◆ **REQUIREMENT**
What detection limit for microRNA does the text on the coreactant-free ECL biosensor report?

◆ **TEXT FOR ANALYSIS**
-- Opening Marker --
A coreactant-free electrochemiluminescence (ECL) biosensor based on in situ generating quencher for the ultrasensitive detection of microRNA

In a common electrochemiluminescence (ECL) detection, both introducing exogenous species and applying dissolved oxygen (O-2) as coreactant may lead to a poor stability and reproducibility of the ECL system, and labeling the quencher for achieving signal changes is not only expensive but also inefficient. Since it was found that the carboxyl-functionalized poly[(9,9-dioctylfluorene-2,7-diyl)-co-(1,4-benzo-{2,1'-3}-thiadiazole)] (C-PFBT) dots exhibited a strong ECL emission without exogenous coreactant and dissolved oxygen, and H2O2 could quench the ECL emission of C-PFBT dots highly effectively, a coreactant-free ECL biosensor with in situ generation of quencher was proposed for ultrasensitively determining microRNA (miRNA). With the combination of a target cycle and hybridization chain reaction (HCR), large amounts of glucose oxidase (GOD) were introduced to generate the quencher H2O2 in situ, thereby achieving an ECL detection of miRNA with a low detection limit of 33 aM. The biosensor exhibited a potential practicability for detecting miRNA in specific cell lysates. The combination of C-PFBT dots and quencher H2O2 would arouse a significant interest in an ECL analysis, especially in coreactant-free ECL enzyme based-sensing field.
-- Closing Marker --
◆ **Image point grounding data**
-- Opening Marker --
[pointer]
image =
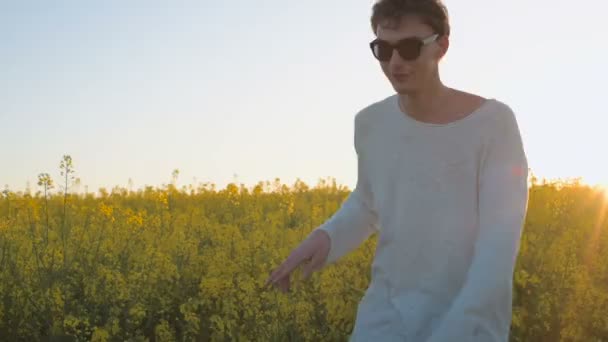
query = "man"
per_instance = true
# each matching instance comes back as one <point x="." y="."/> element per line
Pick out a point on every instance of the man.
<point x="442" y="176"/>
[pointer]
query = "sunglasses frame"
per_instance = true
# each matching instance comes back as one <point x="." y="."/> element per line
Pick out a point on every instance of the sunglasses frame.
<point x="421" y="43"/>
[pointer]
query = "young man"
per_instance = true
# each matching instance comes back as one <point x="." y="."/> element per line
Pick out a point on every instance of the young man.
<point x="442" y="176"/>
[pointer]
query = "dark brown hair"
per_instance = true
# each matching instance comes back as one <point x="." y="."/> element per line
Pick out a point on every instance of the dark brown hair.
<point x="432" y="12"/>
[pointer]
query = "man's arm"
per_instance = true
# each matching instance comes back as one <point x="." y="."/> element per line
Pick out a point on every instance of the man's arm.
<point x="503" y="199"/>
<point x="356" y="219"/>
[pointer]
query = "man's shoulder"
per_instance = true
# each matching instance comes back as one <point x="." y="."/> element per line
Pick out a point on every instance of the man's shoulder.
<point x="373" y="111"/>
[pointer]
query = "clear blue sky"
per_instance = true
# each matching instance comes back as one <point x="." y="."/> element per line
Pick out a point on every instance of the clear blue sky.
<point x="269" y="88"/>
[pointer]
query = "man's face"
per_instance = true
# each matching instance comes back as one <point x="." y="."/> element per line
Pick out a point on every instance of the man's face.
<point x="408" y="76"/>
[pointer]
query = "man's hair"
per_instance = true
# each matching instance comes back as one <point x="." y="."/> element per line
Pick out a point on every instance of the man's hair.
<point x="431" y="12"/>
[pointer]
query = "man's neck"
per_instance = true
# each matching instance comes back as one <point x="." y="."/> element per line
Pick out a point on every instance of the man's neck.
<point x="427" y="103"/>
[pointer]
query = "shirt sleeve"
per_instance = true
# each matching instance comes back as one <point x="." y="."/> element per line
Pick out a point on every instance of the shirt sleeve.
<point x="356" y="218"/>
<point x="482" y="310"/>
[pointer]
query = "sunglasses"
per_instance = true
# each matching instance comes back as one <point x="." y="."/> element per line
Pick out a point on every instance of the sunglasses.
<point x="409" y="48"/>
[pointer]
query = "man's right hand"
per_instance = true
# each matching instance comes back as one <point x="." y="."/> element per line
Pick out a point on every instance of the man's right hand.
<point x="313" y="250"/>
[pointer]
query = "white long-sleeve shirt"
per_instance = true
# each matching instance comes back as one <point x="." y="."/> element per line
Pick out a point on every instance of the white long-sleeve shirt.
<point x="449" y="202"/>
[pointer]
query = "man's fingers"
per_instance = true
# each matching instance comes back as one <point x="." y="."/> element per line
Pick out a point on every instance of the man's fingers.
<point x="286" y="268"/>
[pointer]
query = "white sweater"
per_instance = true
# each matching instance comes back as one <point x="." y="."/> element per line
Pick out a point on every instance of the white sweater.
<point x="449" y="202"/>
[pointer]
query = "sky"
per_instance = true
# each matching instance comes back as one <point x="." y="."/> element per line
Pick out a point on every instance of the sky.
<point x="250" y="91"/>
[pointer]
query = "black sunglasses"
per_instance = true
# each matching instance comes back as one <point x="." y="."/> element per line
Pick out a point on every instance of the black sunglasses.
<point x="409" y="48"/>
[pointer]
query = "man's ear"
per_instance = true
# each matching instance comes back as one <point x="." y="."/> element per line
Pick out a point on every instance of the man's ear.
<point x="444" y="44"/>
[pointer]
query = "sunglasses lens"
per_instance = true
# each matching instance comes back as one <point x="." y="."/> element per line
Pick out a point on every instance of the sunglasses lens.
<point x="382" y="51"/>
<point x="409" y="49"/>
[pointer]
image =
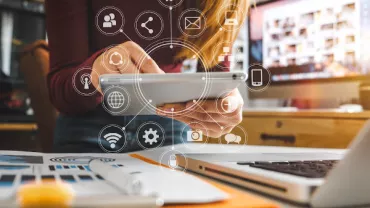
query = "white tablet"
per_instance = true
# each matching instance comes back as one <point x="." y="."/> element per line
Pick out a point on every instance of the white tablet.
<point x="140" y="94"/>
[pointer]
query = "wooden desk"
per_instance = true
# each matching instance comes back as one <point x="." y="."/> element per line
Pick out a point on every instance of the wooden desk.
<point x="19" y="136"/>
<point x="318" y="129"/>
<point x="18" y="127"/>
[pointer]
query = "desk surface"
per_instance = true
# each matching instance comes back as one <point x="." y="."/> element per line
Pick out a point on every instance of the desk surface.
<point x="308" y="114"/>
<point x="18" y="127"/>
<point x="156" y="155"/>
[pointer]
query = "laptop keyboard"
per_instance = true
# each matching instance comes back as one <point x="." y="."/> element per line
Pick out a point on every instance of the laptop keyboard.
<point x="308" y="169"/>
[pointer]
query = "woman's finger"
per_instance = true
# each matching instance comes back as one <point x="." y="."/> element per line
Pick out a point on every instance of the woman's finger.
<point x="142" y="60"/>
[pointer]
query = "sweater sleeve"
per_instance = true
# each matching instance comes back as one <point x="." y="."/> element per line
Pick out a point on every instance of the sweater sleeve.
<point x="67" y="27"/>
-- Closing Marker --
◆ **WRITTEN REPLY**
33 aM